Rewrite the listing from its first line up to and including the line with "point(65, 171)", keeping the requests, and multiply each coordinate in the answers by 1.55, rounding to whole numbers with halves going up.

>> START Task input

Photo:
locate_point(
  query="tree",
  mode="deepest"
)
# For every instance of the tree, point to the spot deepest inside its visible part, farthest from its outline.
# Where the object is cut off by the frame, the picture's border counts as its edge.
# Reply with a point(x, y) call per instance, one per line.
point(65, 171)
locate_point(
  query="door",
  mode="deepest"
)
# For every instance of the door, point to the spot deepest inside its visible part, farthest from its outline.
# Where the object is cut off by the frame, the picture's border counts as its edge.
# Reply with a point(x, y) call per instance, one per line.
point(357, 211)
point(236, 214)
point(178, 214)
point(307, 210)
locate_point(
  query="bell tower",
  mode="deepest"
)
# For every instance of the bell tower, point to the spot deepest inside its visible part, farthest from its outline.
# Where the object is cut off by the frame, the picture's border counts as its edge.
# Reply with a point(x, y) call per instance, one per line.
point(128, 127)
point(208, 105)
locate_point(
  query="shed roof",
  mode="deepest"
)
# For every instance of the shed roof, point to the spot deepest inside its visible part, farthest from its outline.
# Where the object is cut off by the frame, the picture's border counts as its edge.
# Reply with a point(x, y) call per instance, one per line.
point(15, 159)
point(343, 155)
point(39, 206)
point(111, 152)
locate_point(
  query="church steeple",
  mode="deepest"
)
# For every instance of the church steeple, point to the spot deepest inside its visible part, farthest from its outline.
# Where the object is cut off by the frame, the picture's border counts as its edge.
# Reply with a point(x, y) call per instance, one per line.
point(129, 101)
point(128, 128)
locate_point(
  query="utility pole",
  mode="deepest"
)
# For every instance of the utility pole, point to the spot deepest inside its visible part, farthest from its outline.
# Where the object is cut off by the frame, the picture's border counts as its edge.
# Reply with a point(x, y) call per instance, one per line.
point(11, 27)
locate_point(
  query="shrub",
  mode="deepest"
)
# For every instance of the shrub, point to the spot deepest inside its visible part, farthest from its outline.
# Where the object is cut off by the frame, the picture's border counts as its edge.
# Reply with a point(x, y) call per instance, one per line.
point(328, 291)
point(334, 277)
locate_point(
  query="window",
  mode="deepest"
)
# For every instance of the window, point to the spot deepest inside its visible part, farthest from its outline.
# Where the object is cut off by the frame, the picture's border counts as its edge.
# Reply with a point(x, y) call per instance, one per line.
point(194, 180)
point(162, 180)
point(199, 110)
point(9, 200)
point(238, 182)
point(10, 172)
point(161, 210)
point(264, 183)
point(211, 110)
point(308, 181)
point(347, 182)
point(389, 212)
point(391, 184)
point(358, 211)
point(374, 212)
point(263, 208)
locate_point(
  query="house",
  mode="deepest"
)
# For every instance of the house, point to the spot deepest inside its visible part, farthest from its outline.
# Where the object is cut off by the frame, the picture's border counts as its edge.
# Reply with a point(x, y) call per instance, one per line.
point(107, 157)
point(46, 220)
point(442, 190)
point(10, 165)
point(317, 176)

>> END Task input

- [Response to this task]
Photo:
locate_point(
  query="tree",
  mode="deepest"
)
# For every instance of the tree, point to the spot deepest inside its visible part, farthest from its outline.
# Where the object is cut off by the frame, the picture's border counts as its edge.
# Reply with a point(x, y) call per instance, one per line.
point(101, 265)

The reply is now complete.